## TASK 1
Using the text on electrochemical hormone sensing, decide whether each statement below agrees with it. Answer yes or no for each, and quote the words from the text that settle it.
(a) Direct oxidation of a hormone usually happens at a low overpotential.
(b) Aptasensors use aptamers as their biorecognition element.
(c) Enzymes are the most common biorecognition element in the biosensors described.
## TASK 2
Turn the paragraph of the text on electrochemical hormone sensing that begins "The simplest strategy for electrochemical-based monitoring" into a short list that keeps its main facts.
## TASK 3
Write a continuation of the text on electrochemical hormone sensing, starting right after its last sentence.

The simplest strategy for electrochemical-based monitoring of hormones is their direct electrochemical signal at the electrode surface at a specific potential. In this approach, the hormone of interest is directly oxidized or reduced at the electrode surface producing an electroactive product, which can be electrochemically measured, whose concentration is proportional to the target hormone. However, direct oxidation usually occurs at a high overpotential, which can lead to electroactive interference from other species present in the biological matrix. With regard to this, nanomaterials have been successfully utilized for electrode surface modification with the result of higher selectivity. However, to better address this issue, indirect detection methods have been realized based on the use of specific biorecognition elements coupled to the electrode surface, allowing for sensitive and selective detection of the target hormone.

The electrochemical nanoparticle-based biosensors described in this review, namely immunosensors, aptasensors, and MIP-based biosensors, depending on which biorecognition element is used, i.e. antibodies, aptamers, or MIPs, respectively, may involve direct, competitive, or sandwich configurations and label-free or label-based approaches. Less frequently enzymes are employed, corresponding to the so-called enzymatic biosensors.

(Stored records)
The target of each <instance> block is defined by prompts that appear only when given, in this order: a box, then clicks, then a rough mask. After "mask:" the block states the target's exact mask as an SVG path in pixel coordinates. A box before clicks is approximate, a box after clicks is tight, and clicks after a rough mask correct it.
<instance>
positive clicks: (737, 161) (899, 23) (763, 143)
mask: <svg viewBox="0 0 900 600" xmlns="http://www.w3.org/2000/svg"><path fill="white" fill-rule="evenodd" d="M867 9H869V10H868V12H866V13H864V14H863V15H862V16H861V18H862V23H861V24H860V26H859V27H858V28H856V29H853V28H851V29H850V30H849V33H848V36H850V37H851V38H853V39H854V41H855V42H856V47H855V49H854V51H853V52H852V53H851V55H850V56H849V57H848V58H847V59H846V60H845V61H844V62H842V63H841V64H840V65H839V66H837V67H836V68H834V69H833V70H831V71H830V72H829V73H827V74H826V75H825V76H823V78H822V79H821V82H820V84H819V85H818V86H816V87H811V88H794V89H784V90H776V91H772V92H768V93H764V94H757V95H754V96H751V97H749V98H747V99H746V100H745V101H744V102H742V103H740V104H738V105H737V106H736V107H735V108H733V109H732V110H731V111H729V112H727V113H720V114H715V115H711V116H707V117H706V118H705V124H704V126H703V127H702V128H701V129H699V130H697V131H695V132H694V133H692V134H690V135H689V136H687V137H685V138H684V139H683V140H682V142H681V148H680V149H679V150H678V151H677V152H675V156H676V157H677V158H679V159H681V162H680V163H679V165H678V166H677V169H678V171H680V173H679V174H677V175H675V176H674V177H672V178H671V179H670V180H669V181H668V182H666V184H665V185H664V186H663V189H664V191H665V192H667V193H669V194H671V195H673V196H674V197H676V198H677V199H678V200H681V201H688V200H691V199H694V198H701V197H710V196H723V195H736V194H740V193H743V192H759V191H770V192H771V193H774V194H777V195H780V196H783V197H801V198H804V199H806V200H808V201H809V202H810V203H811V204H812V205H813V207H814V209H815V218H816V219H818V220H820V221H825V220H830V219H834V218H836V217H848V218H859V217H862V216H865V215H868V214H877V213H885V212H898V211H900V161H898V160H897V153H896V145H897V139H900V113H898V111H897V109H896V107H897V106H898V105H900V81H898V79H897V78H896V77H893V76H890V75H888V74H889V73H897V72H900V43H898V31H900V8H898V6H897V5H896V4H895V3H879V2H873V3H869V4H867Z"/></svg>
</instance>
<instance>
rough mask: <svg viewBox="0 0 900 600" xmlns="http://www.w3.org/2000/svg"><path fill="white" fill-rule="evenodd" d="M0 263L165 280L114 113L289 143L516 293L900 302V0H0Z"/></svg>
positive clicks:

## TASK ANSWER 1
(a) No: "direct oxidation usually occurs at a high overpotential"
(b) Yes: "immunosensors, aptasensors, and MIP-based biosensors, depending on which biorecognition element is used, i.e. antibodies, aptamers, or MIPs, respectively"
(c) No: "Less frequently enzymes are employed"

## TASK ANSWER 2
- Simplest method: measure the hormone's own electrochemical signal at the electrode surface at a specific potential.
- The hormone is oxidized or reduced directly at the electrode, giving an electroactive product whose concentration is proportional to the hormone.
- Drawback: direct oxidation usually needs a high overpotential, so other species in the biological matrix can interfere.
- Modifying the electrode surface with nanomaterials has given higher selectivity.
- Indirect methods address the problem better by attaching specific biorecognition elements to the electrode, allowing sensitive and selective detection.

## TASK ANSWER 3
In the following, various recent electrochemical detection strategies used for measuring selected hormones in several sample matrices are presented, and are schematized in Fig. 4.

Fig. 4 General principle of nanoparticle-based electrochemical biosensors for detecting hormones from biological fluids.

2.1 Detection of cortisol

Cortisol is not an electroactive molecule and lacks a specific enzyme catalysing its redox reaction. Consequently, most cortisol biosensors are affinity biosensors based on bioreceptors, such as antibodies (immunosensors), aptamers (aptasensors) and MIPs.

Regular sampling and analysis of cortisol concentrations during the day is fundamental for studying the metabolic behaviour of a hormone that naturally has a peak of concentration in the morning and slowly decreases with time to reach a minimum around midnight.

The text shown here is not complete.